◆ **Stated task 1**
List every line of the records that contains the word "board".

◆ **Source excerpt**
JINGLE ON MY SON!

JINGLE ON MY SON!
A doughty champion of his local culture.(Poet Tom Hubbard)Your performance at the city hall was soooooooooo good! Christoph thought it was excellent! (Carolyn)

5.8.11

north east

The north east is arguably no less of a bleak hinterland today, entering a new period of marginalisation and decline. Even before the coalition came to power, the signs were not good. As the noughties unwound, people began to twig that the cosmetic overhaul of the Blair years, which saw regeneration projects all over Tyneside, was little more than a superficial makeover, a hollow PR enterprise funded by private-finance initiatives and bolstered by champagne socialist hubris.



Alex Niven

guardian.co.uk, Friday 3 June 2011


Thus encouraged, filmmakers produced work from a liberal, middle class perspective for liberal, middle class audiences that was occasionally about, but not for, the working class. Reflective of Blair’s mandate for a classless society - which, paradoxically, meant assimilation into a middle class one - and supported by ministers riding a populist, sanitised wave of ‘Cool Britannia’, films such as Billy Elliot (2000) became well-publicised, roaring successes.

Image location labeling entries
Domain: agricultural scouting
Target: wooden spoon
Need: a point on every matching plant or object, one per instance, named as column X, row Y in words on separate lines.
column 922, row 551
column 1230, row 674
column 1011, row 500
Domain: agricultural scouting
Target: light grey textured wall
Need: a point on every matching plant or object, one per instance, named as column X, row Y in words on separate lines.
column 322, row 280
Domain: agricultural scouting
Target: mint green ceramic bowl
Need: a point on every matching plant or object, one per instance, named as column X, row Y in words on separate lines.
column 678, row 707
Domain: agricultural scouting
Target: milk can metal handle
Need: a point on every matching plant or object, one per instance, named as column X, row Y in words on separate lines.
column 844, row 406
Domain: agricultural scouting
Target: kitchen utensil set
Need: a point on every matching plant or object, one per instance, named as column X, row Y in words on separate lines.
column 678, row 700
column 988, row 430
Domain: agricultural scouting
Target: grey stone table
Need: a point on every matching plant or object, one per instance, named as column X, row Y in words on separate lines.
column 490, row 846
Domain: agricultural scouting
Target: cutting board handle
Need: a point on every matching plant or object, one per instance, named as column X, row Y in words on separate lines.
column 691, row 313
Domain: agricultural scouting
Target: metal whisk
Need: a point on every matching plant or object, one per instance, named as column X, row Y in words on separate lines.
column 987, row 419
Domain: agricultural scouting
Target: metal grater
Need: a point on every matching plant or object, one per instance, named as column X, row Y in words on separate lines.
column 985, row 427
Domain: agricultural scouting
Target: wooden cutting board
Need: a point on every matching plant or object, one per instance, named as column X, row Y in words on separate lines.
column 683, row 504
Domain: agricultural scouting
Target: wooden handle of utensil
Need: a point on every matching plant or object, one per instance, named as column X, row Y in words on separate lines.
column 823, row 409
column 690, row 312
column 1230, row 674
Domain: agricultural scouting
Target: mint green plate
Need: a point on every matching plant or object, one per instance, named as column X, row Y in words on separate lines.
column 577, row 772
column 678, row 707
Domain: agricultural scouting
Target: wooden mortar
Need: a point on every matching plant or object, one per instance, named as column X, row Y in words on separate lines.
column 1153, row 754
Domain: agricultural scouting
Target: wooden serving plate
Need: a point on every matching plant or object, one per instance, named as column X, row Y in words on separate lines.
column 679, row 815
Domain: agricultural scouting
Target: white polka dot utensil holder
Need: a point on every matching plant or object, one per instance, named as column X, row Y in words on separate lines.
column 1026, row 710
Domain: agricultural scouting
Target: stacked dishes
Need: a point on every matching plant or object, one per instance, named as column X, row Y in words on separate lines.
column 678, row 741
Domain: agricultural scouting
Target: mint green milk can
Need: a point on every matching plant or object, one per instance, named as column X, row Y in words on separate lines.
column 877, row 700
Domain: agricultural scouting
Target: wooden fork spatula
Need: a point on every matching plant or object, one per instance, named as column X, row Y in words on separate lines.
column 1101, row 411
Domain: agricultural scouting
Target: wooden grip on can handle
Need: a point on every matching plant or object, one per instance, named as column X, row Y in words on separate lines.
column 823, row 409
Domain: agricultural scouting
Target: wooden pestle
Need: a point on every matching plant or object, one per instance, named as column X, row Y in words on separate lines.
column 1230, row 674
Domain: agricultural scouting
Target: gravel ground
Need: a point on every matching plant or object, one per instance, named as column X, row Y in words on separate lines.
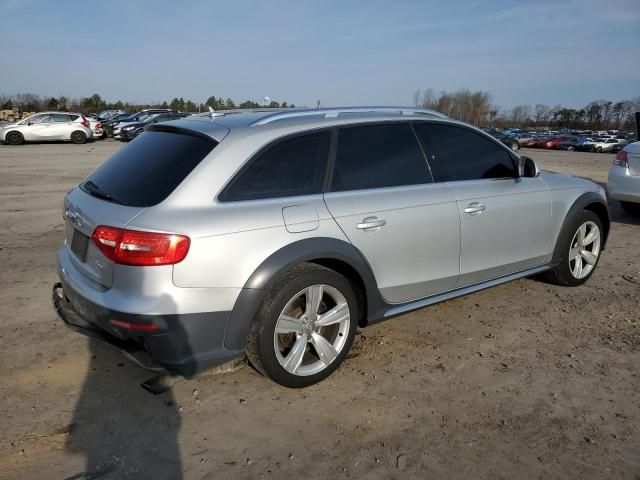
column 525, row 380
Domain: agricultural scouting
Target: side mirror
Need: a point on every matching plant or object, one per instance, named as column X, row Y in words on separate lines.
column 528, row 167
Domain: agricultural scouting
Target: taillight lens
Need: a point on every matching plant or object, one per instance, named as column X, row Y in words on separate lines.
column 133, row 247
column 621, row 159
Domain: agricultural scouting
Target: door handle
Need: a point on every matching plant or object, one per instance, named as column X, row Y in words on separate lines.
column 475, row 208
column 371, row 223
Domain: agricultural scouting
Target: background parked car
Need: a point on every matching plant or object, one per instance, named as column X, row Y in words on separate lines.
column 114, row 128
column 48, row 126
column 509, row 140
column 107, row 125
column 570, row 143
column 603, row 145
column 96, row 127
column 132, row 130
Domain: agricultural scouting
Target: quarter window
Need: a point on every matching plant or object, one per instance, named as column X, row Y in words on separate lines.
column 289, row 168
column 61, row 118
column 377, row 156
column 462, row 154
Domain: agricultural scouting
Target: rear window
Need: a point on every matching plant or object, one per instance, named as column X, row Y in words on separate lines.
column 147, row 170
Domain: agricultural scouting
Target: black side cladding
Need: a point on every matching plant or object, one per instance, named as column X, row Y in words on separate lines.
column 308, row 250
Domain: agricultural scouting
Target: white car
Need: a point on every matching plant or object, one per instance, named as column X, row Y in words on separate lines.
column 96, row 127
column 624, row 178
column 603, row 145
column 48, row 126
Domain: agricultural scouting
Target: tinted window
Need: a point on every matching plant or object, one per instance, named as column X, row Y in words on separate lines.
column 40, row 119
column 292, row 167
column 59, row 117
column 377, row 156
column 146, row 171
column 462, row 154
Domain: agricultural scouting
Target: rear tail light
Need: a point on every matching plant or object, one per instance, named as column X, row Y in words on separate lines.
column 621, row 159
column 132, row 247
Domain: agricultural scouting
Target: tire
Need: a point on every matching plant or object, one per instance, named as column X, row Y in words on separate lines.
column 14, row 138
column 78, row 137
column 284, row 306
column 631, row 208
column 568, row 253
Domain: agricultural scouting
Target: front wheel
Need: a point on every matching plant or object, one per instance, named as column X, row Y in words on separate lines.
column 578, row 250
column 78, row 137
column 14, row 138
column 304, row 327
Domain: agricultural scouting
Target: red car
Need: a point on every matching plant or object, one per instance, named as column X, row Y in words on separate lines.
column 554, row 143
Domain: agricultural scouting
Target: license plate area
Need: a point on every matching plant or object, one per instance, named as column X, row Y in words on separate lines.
column 79, row 245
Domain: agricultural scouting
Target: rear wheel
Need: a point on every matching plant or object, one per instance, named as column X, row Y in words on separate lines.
column 79, row 137
column 14, row 138
column 305, row 326
column 578, row 250
column 631, row 208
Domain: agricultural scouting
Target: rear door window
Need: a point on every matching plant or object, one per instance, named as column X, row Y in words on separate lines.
column 145, row 172
column 378, row 156
column 462, row 154
column 289, row 168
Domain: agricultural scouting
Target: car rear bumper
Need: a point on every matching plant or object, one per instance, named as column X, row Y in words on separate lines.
column 183, row 343
column 621, row 185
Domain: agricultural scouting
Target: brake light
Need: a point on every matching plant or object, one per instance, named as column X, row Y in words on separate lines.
column 133, row 247
column 621, row 159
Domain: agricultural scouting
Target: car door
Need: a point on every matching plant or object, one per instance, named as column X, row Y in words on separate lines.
column 504, row 218
column 383, row 198
column 38, row 127
column 61, row 127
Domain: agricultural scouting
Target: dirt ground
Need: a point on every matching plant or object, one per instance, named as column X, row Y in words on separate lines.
column 525, row 380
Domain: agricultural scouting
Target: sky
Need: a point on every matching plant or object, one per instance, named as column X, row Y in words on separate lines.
column 341, row 52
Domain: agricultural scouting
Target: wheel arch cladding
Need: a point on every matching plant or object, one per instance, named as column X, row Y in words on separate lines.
column 332, row 253
column 592, row 202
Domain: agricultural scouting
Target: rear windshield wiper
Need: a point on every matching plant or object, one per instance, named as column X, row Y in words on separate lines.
column 95, row 191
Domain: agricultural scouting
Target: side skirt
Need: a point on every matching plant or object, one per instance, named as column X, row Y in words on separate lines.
column 396, row 310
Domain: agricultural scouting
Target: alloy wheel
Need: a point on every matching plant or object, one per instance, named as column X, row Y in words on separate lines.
column 312, row 330
column 584, row 249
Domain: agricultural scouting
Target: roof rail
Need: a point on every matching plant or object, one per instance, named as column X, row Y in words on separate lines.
column 335, row 112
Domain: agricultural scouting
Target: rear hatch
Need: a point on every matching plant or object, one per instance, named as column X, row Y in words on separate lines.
column 140, row 175
column 633, row 157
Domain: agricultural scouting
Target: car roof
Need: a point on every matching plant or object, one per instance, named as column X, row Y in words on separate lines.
column 261, row 120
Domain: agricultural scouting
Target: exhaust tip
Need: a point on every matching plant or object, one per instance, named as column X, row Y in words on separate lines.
column 160, row 383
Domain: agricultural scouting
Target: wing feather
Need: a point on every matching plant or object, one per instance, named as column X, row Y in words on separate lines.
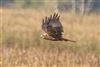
column 52, row 26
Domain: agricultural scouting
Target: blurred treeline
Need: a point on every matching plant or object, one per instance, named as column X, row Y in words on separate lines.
column 82, row 6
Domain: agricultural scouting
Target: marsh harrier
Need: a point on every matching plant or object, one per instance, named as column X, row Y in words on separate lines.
column 53, row 29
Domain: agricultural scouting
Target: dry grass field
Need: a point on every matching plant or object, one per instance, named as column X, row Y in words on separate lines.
column 21, row 45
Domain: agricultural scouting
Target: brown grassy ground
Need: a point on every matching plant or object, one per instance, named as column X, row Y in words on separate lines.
column 22, row 46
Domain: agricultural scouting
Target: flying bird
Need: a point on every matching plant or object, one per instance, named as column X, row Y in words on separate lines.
column 53, row 29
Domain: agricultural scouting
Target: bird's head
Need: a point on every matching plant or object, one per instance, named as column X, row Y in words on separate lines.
column 44, row 36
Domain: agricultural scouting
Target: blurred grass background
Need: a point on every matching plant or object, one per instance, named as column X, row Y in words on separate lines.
column 21, row 44
column 20, row 30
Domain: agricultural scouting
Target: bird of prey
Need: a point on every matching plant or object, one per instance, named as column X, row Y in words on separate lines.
column 53, row 29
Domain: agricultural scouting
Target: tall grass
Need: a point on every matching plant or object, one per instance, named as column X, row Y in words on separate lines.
column 21, row 44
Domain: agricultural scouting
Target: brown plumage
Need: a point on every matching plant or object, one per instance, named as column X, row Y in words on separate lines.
column 53, row 28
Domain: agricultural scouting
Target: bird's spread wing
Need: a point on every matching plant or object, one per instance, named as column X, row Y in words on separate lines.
column 52, row 25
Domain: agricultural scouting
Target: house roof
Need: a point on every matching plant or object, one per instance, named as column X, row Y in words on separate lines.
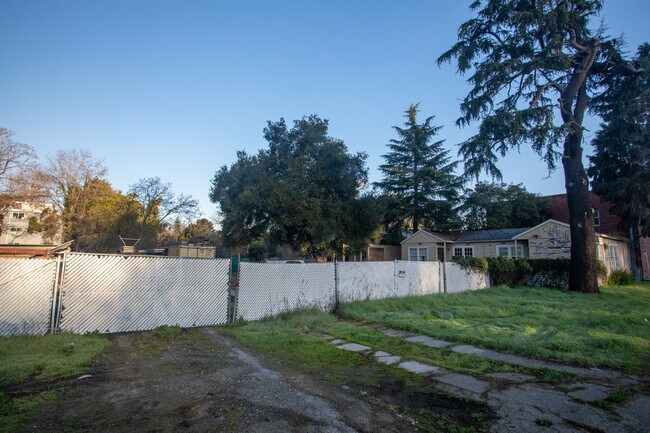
column 483, row 235
column 17, row 250
column 544, row 223
column 491, row 235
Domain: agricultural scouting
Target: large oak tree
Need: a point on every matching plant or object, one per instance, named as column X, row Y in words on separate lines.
column 304, row 190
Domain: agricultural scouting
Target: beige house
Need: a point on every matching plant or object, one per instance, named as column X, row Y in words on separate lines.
column 550, row 239
column 14, row 228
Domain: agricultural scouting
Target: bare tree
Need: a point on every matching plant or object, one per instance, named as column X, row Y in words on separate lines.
column 15, row 157
column 159, row 202
column 66, row 172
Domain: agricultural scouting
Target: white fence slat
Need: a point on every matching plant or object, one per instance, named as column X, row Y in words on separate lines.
column 359, row 281
column 462, row 280
column 269, row 289
column 26, row 287
column 117, row 293
column 417, row 278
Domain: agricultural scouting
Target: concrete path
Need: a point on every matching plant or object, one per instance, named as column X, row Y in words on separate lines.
column 521, row 404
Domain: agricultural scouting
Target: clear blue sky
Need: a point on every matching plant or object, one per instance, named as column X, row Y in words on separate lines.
column 174, row 88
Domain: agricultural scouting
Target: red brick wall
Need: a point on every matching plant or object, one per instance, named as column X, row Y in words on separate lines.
column 608, row 224
column 608, row 221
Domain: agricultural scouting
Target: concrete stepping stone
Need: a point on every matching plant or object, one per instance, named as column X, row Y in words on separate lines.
column 321, row 335
column 354, row 347
column 394, row 332
column 588, row 392
column 511, row 377
column 468, row 349
column 419, row 368
column 389, row 360
column 428, row 341
column 386, row 358
column 464, row 382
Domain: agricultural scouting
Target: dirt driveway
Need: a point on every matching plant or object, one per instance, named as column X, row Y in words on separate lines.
column 205, row 382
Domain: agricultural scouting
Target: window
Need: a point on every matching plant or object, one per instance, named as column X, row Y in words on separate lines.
column 509, row 251
column 418, row 254
column 613, row 257
column 464, row 252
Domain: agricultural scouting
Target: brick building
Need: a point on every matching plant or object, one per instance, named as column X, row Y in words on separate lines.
column 605, row 222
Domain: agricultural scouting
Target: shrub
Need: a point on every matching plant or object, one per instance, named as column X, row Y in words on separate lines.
column 478, row 264
column 533, row 272
column 257, row 252
column 512, row 272
column 620, row 277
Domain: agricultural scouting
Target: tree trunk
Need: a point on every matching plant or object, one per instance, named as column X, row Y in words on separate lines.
column 583, row 275
column 636, row 259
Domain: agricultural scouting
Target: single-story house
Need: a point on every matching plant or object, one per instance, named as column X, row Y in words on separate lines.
column 550, row 239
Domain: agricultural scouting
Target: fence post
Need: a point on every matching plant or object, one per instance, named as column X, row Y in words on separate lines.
column 54, row 309
column 336, row 286
column 59, row 299
column 394, row 278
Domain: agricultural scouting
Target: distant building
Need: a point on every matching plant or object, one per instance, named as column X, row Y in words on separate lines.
column 550, row 239
column 15, row 225
column 376, row 253
column 193, row 251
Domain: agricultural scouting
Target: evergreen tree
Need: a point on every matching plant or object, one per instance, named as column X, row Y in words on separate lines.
column 620, row 166
column 419, row 175
column 533, row 67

◆ **Stated task 2**
Using the north east excerpt, decide whether each statement agrees with it, answering yes or no and quoting the words that settle it: (a) the excerpt gives the date Friday 3 June 2011 next to guardian.co.uk; (b) the excerpt says the regeneration projects of the Blair years were limited to a few spots on Tyneside; (c) the excerpt dates the film Billy Elliot to 2000.

◆ **Complete answer 1**
Target: cutting board handle
Target: wooden cutting board

◆ **Complete answer 2**
(a) Yes: "guardian.co.uk, Friday 3 June 2011"
(b) No: "which saw regeneration projects all over Tyneside"
(c) Yes: "Billy Elliot (2000)"